• Yapılacak İşler:
(1) TMS 1 metninden, "a. Finansal Tabloların" sözlerini içeren yerle açılıp "tüm açıklamalar yapılır." sözleriyle kapanan bölümü hiçbir değişiklik yapmadan alıntılayın.
(2) TMS 1 metnini son cümlesinden itibaren devam ettirerek ardından gelecek kısmı yazın.

• Sayfa Alıntısı:
TMS 1 Finansal Tabloların Sunuluşu standardının amacı, işletmenin genel amaçlı finansal tablolarının hem işletmenin önceki döneme ait finansal tablolarıyla hem de diğer işletmelerin finansal tablolarıyla karşılaştırılabilirliğini sağlamak amacıyla, genel amaçlı finansal tabloların sunumuna yönelik esasları belirlemektir. Bu Standart, finansal tabloların sunumuyla ilgili genel kuralları, yapısıyla ilgili hususları ve finansal tabloların içeriğine ilişkin asgari şartları düzenler (TMS1, Paragraf 1).

TMS 1 Finansal Tabloların Sunuluşu standardı, yalnızca finansal tabloların nasıl düzenleneceğini belirtmekle kalmaz, aynı zamanda bu tabloların kullanıcılar açısından en anlamlı, karşılaştırılabilir ve güvenilir biçimde sunulmasını güvence altına alır. Bu kapsamda TMS 1 Finansal Tabloların Sunuluşu standardının temel amaçları aşağıdaki gibi özetlenebilir.

a. Finansal Tabloların Anlamlı ve Uygun Bilgi Sunmasını Sağlamak: TMS 1’in temel amacı, işletmelerin hazırladığı finansal tabloların, işletmenin finansal durumunu, performansını ve nakit akışlarını gerçekçi ve açık bir biçimde yansıtmasını sağlamaktır.

b. Gerçeğe Uygun Sunum ve Finansal Raporlamada Güvenilirlik: TMS 1, “gerçeğe uygun sunum” ilkesine dayanır. Bu ilke, finansal tabloların yalnızca şeklen değil, öz itibarıyla da doğru ve dürüst bilgi vermesi gerektiğini ifade eder. Bu çerçevede; hileli veya yanıltıcı bilgilerden kaçınılır, muhasebe politikaları tutarlı uygulanır, gerekli tüm açıklamalar yapılır.

• Veri Satırları:
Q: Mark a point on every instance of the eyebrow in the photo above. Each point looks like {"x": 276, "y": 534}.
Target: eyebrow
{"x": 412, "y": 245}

• Görevlere Göre Yanıtlar:
(1)
a. Finansal Tabloların Anlamlı ve Uygun Bilgi Sunmasını Sağlamak: TMS 1’in temel amacı, işletmelerin hazırladığı finansal tabloların, işletmenin finansal durumunu, performansını ve nakit akışlarını gerçekçi ve açık bir biçimde yansıtmasını sağlamaktır.

b. Gerçeğe Uygun Sunum ve Finansal Raporlamada Güvenilirlik: TMS 1, “gerçeğe uygun sunum” ilkesine dayanır. Bu ilke, finansal tabloların yalnızca şeklen değil, öz itibarıyla da doğru ve dürüst bilgi vermesi gerektiğini ifade eder. Bu çerçevede; hileli veya yanıltıcı bilgilerden kaçınılır, muhasebe politikaları tutarlı uygulanır, gerekli tüm açıklamalar yapılır.

(2)
c. Finansal Tabloların Karşılaştırılabilirliğini Temin Etmek: Yatırımcılar, kredi verenler ve diğer finansal tablo kullanıcıları için, işletmenin zaman içindeki gelişimini izlemek ve başka işletmelerle karşılaştırmak önemlidir. TMS 1, bu karşılaştırılabilirliği sağlamak için; önceki dönem finansal tablolarının da sunulmasını zorunlu kılar ve muhasebe politikalarının tutarlılıkla uygulanmasını şart koşar.

d. Finansal Tabloların Yapısal Tutarlılığını ve Standardizasyonunu Sağlamak: Standart, her işletmenin belli asgari bileşenleri içeren finansal tablolar üretmesini sağlar. Bu yapı sayesinde; kullanıcılar her finansal tabloda aynı temel bilgileri bulabilir ve finansal tablo içeriklerinin yeri, sıralaması ve başlıkları öngörülebilir olur.

e. Kullanıcıların Ek Kararlarına Temel Oluşturmak: Finansal tablo kullanıcıları (yatırımcılar, analistler, kredi verenler, düzenleyici otoriteler), bu bilgilerle; yatırım kararları, kredi değerlendirmeleri, işlem analizleri yapabilir. TMS 1, bu kararların doğru verilmesi için ihtiyaç duyulan zamanında, ilgili, güvenilir ve açık bilgiler sunulmasını hedefler.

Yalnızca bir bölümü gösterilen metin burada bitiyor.